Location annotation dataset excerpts

━━━━━━━━━━

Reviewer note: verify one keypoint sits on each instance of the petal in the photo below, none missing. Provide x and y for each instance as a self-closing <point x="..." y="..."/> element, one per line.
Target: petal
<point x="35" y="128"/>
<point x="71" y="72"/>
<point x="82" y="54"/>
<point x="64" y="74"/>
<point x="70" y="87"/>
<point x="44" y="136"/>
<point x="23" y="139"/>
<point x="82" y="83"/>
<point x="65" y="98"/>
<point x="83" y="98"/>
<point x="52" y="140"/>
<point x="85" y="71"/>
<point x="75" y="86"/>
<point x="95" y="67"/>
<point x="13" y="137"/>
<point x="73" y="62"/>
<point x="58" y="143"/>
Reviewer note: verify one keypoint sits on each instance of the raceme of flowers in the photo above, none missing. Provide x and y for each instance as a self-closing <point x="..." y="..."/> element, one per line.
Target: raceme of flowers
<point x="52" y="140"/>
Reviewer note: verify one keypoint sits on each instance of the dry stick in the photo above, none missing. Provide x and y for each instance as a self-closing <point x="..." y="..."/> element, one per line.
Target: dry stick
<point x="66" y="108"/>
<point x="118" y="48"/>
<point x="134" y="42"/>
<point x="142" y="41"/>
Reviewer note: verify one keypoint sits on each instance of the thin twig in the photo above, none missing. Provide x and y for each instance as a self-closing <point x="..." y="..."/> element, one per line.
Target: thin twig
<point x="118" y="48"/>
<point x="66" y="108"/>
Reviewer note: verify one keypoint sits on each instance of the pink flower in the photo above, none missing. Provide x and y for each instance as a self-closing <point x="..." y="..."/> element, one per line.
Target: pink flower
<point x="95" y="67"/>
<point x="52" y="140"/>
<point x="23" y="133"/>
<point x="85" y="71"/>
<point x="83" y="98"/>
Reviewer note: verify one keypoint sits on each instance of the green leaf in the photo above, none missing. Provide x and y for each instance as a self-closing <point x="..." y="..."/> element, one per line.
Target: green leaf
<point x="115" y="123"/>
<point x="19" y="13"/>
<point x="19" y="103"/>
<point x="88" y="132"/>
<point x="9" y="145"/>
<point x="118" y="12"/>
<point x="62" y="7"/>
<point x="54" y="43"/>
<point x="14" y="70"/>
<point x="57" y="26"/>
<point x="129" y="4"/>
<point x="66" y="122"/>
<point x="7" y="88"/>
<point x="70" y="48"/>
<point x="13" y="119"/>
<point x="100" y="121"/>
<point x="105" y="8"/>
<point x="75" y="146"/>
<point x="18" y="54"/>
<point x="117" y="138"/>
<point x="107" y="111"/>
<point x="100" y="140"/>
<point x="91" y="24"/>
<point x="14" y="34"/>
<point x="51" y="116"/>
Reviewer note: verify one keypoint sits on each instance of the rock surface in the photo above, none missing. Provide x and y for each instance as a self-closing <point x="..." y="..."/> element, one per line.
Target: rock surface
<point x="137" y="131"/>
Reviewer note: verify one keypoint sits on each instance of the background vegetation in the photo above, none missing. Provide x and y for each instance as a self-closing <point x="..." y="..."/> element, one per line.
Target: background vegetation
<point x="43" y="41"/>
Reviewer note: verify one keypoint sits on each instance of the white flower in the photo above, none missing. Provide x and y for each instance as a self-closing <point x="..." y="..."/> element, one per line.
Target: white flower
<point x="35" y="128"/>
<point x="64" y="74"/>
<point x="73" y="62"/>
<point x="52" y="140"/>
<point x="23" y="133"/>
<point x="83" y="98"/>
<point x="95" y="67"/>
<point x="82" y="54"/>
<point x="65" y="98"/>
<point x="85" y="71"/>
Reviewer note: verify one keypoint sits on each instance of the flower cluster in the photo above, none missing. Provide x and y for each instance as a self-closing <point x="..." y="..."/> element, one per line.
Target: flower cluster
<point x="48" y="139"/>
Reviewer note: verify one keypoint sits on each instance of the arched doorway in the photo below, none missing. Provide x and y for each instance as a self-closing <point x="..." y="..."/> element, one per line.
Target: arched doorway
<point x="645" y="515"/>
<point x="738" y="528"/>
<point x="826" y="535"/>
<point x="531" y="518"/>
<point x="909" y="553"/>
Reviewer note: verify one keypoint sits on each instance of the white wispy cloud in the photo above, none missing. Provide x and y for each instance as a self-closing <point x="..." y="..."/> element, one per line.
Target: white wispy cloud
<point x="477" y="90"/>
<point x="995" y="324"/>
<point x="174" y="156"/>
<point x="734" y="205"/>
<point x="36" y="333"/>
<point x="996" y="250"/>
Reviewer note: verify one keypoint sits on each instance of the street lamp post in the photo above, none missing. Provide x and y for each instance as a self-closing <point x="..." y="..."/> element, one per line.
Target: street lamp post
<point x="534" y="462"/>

━━━━━━━━━━

# PROBLEM REQUIREMENTS
Give back each line above precisely as it stands.

# PROBLEM SOLUTION
Reviewer note: verify one keypoint sits on each instance of the petal in the photo below, none missing. Provide x and y for each instance as a self-closing <point x="..." y="..."/> element, one per line.
Target: petal
<point x="35" y="128"/>
<point x="71" y="72"/>
<point x="82" y="54"/>
<point x="64" y="74"/>
<point x="70" y="87"/>
<point x="44" y="136"/>
<point x="23" y="139"/>
<point x="82" y="83"/>
<point x="65" y="98"/>
<point x="83" y="98"/>
<point x="52" y="140"/>
<point x="85" y="71"/>
<point x="75" y="86"/>
<point x="95" y="67"/>
<point x="13" y="137"/>
<point x="73" y="62"/>
<point x="58" y="143"/>
Reviewer note: verify one keypoint sits on each instance of the raceme of flowers in the photo above, none missing. Provide x and y for each instance as a self-closing <point x="..." y="..."/> element, one per line.
Target: raceme of flowers
<point x="52" y="140"/>
Reviewer note: verify one keypoint sits on each instance of the dry stick in the photo above, none missing. Provide x and y for each instance as a self-closing <point x="..." y="..."/> element, one per line.
Target: dry stick
<point x="66" y="108"/>
<point x="118" y="48"/>
<point x="134" y="42"/>
<point x="142" y="41"/>
Reviewer note: verify one keypoint sits on each instance of the thin twig in the photo above, none missing. Provide x and y for each instance as a self-closing <point x="..." y="..."/> element, one per line.
Target: thin twig
<point x="118" y="48"/>
<point x="66" y="108"/>
Reviewer note: verify one keypoint sits on each instance of the pink flower in the photo above, none missing. Provide x and y for each instance as a self-closing <point x="..." y="..."/> element, one per line.
Target: pink flower
<point x="95" y="67"/>
<point x="52" y="140"/>
<point x="23" y="133"/>
<point x="85" y="71"/>
<point x="83" y="98"/>
Reviewer note: verify one keypoint sits on each instance of the green leaf in the photo above, none missing. Provide x and y for each instance as a self-closing <point x="..." y="..."/> element, one per line.
Target: green leaf
<point x="115" y="123"/>
<point x="19" y="13"/>
<point x="19" y="103"/>
<point x="88" y="132"/>
<point x="9" y="145"/>
<point x="118" y="12"/>
<point x="62" y="7"/>
<point x="54" y="43"/>
<point x="14" y="70"/>
<point x="57" y="26"/>
<point x="129" y="4"/>
<point x="66" y="122"/>
<point x="7" y="88"/>
<point x="70" y="48"/>
<point x="13" y="119"/>
<point x="100" y="121"/>
<point x="105" y="8"/>
<point x="75" y="146"/>
<point x="18" y="54"/>
<point x="117" y="138"/>
<point x="107" y="111"/>
<point x="100" y="140"/>
<point x="91" y="24"/>
<point x="14" y="34"/>
<point x="51" y="116"/>
Reviewer note: verify one keypoint sits on each instance of the rock surface in the photo above, none missing. Provide x and y for each instance as a self-closing <point x="..." y="..."/> element, one per line.
Target: rock surface
<point x="137" y="131"/>
Reviewer note: verify one keypoint sits on each instance of the background vegetation in the photo above, none missing. Provide x and y for each instance as a self-closing <point x="..." y="..."/> element, one per line.
Target: background vegetation
<point x="43" y="41"/>
Reviewer note: verify one keypoint sits on each instance of the white flower in the photo above, none missing. Provide x and y for each instance as a self-closing <point x="..." y="..."/> element, one per line.
Target: white flower
<point x="35" y="128"/>
<point x="64" y="74"/>
<point x="73" y="62"/>
<point x="52" y="140"/>
<point x="23" y="133"/>
<point x="83" y="98"/>
<point x="95" y="67"/>
<point x="82" y="54"/>
<point x="65" y="98"/>
<point x="85" y="71"/>
Reviewer note: verify one keypoint sits on each instance of the flower cluster in the photo above, none missing. Provide x and y for each instance as a self-closing <point x="..." y="..."/> element, one per line.
Target: flower cluster
<point x="48" y="139"/>
Reviewer note: verify one keypoint sits on each instance of the arched doorway in the photo below, none missing. Provide x and y for each instance as a self-closing <point x="..." y="..."/> element, one per line.
Target: arched doorway
<point x="645" y="515"/>
<point x="738" y="528"/>
<point x="826" y="535"/>
<point x="531" y="518"/>
<point x="909" y="553"/>
Reviewer note: verify one keypoint sits on each instance of the white wispy cloud in the photo above, none missing. Provide x and y for each instance as a self-closing <point x="..." y="..."/> element, one per line.
Target: white wispy cloud
<point x="477" y="90"/>
<point x="995" y="324"/>
<point x="174" y="156"/>
<point x="734" y="205"/>
<point x="36" y="333"/>
<point x="996" y="250"/>
Reviewer note: verify one keypoint sits on each instance of the street lamp post in the photo above, none missing. Provide x and y for each instance as a self-closing <point x="..." y="..."/> element, one per line.
Target: street lamp post
<point x="534" y="462"/>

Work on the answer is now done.